**Selected extract:**
>>>>

Even as the number of employees on payroll in the UK has recovered to pre-pandemic levels, the number of job vacancies has hit a record high, according to data released by the Office of National Statistics this week. Between July and September, the ONS recorded over 1.1 million vacancies, the highest in a decade, and the current ratio of vacancies to jobs filled is 3.7 per 100 jobs - also the highest on record.
The manpower shortage continues a trend that started in May as the UK rushed to reopen its economy in the wake of massive business closures. At the time, the Chartered Institute of Personnel and Development warned that a sharp drop in the number of EU workers - itself a trend dating back to Brexit and worsened by the pandemic - might lead to labour shortages, especially in lower-paid service sectors.
That prediction has unfolded accurately over the last few months, with shortages first emerging in hospitality and retail, then transport and manufacturing, and now even higher-paying sectors such as finance, IT, and engineering - although the shortages in the latter two might arguably have happened anyway.

<<<<

**Dataset records:**
>>>>

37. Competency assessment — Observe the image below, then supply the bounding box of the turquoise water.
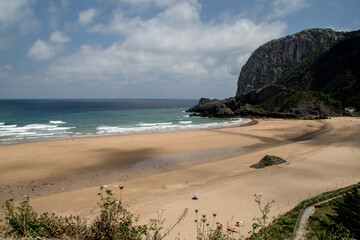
[0,99,248,144]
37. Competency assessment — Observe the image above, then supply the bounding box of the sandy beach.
[0,118,360,239]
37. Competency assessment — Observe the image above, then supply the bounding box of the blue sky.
[0,0,360,99]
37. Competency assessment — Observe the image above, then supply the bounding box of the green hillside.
[277,31,360,109]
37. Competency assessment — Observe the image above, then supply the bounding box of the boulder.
[250,155,286,169]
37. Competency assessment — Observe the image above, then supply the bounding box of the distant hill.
[188,29,360,119]
[276,31,360,109]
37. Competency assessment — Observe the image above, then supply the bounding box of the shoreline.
[0,117,253,147]
[0,118,360,239]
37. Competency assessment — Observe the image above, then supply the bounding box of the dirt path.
[294,195,342,240]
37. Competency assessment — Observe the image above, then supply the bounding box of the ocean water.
[0,99,249,145]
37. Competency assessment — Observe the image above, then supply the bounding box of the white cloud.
[27,31,70,61]
[28,39,56,61]
[51,0,286,94]
[78,8,97,25]
[268,0,310,19]
[0,0,40,33]
[50,31,70,44]
[118,0,196,8]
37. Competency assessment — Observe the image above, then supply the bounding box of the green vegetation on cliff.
[277,31,360,109]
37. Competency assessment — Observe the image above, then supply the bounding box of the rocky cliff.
[236,29,342,96]
[188,29,360,119]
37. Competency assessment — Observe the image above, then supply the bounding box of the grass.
[0,186,187,240]
[247,183,360,240]
[0,183,360,240]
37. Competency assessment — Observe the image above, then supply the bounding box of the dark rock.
[250,155,286,169]
[187,98,234,118]
[236,29,342,96]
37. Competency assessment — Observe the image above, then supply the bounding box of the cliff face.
[236,29,342,96]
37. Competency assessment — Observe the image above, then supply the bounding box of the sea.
[0,99,250,145]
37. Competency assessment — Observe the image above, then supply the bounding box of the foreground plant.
[194,209,243,240]
[249,193,275,236]
[0,185,187,240]
[2,196,87,238]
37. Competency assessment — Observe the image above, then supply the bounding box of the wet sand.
[0,118,360,239]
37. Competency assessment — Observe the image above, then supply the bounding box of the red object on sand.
[227,228,237,232]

<<<<

Rewrite the part of the article on UK labor shortages starting at "Even as the" and ending at "highest on record.", replacing "vacancies" with "openings" throughout. The rows are separate material from the article on UK labor shortages.

**Written response:**
Even as the number of employees on payroll in the UK has recovered to pre-pandemic levels, the number of job openings has hit a record high, according to data released by the Office of National Statistics this week. Between July and September, the ONS recorded over 1.1 million openings, the highest in a decade, and the current ratio of openings to jobs filled is 3.7 per 100 jobs - also the highest on record.